### REQUIRED WORK
Convert every line of the items below into a two-column Markdown table headed Row and Line. Number each row and omit blank lines.

### INPUT RECORDS
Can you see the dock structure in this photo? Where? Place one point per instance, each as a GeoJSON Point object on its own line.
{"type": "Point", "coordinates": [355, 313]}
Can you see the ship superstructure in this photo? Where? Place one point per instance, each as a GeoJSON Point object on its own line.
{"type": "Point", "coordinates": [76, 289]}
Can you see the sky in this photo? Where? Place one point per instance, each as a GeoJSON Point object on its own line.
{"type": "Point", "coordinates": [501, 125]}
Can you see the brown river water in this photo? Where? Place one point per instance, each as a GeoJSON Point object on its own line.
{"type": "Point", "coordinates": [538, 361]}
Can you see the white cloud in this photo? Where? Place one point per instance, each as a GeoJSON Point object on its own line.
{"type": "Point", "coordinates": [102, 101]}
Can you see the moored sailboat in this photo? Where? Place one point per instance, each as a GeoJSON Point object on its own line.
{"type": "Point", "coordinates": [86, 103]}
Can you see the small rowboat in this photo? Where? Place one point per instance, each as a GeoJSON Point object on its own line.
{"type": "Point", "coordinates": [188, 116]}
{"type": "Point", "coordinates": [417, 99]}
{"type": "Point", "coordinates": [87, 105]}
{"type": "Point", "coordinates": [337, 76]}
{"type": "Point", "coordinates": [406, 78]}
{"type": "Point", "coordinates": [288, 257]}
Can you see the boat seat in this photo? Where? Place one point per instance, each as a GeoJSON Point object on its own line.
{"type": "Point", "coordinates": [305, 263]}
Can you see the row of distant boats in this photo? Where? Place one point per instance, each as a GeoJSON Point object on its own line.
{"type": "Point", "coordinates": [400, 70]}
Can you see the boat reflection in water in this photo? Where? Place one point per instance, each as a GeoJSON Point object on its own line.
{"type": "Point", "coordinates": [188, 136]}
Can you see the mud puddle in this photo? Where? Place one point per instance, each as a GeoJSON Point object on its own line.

### SOLUTION FOR THIS PROBLEM
| Row | Line |
|---|---|
| 1 | Can you see the dock structure in this photo? Where? Place one point per instance, each as a GeoJSON Point object on its own line. |
| 2 | {"type": "Point", "coordinates": [355, 313]} |
| 3 | Can you see the ship superstructure in this photo? Where? Place one point per instance, each as a GeoJSON Point object on its own line. |
| 4 | {"type": "Point", "coordinates": [76, 289]} |
| 5 | Can you see the sky in this photo? Where? Place one point per instance, each as a GeoJSON Point object on its own line. |
| 6 | {"type": "Point", "coordinates": [501, 125]} |
| 7 | Can you see the brown river water in this photo? Where? Place one point per instance, each as a GeoJSON Point object on its own line. |
| 8 | {"type": "Point", "coordinates": [538, 361]} |
| 9 | Can you see the white cloud in this photo? Where? Place one point per instance, each as a GeoJSON Point object on its own line. |
| 10 | {"type": "Point", "coordinates": [102, 101]} |
| 11 | Can you see the moored sailboat in this photo? Where? Place one point per instance, each as a GeoJSON Point object on its own line. |
| 12 | {"type": "Point", "coordinates": [86, 103]} |
| 13 | Can you see the small rowboat in this photo? Where? Place one point per instance, each as a GeoJSON Point object on its own line. |
| 14 | {"type": "Point", "coordinates": [188, 116]} |
| 15 | {"type": "Point", "coordinates": [417, 99]} |
| 16 | {"type": "Point", "coordinates": [87, 105]} |
| 17 | {"type": "Point", "coordinates": [337, 76]} |
| 18 | {"type": "Point", "coordinates": [406, 78]} |
| 19 | {"type": "Point", "coordinates": [288, 257]} |
| 20 | Can you see the boat seat in this photo? Where? Place one point per instance, each as a GeoJSON Point object on its own line. |
| 21 | {"type": "Point", "coordinates": [305, 263]} |
| 22 | Can you see the row of distant boats in this photo? Where? Place one point per instance, each as a GeoJSON Point object on its own line. |
| 23 | {"type": "Point", "coordinates": [400, 70]} |
| 24 | Can you see the boat reflection in water in this photo? Where? Place one point per instance, each as a GeoJSON Point object on its own line. |
| 25 | {"type": "Point", "coordinates": [188, 136]} |
| 26 | Can you see the mud puddle in this photo? Where? Place one point per instance, each as a GeoJSON Point object on its own line. |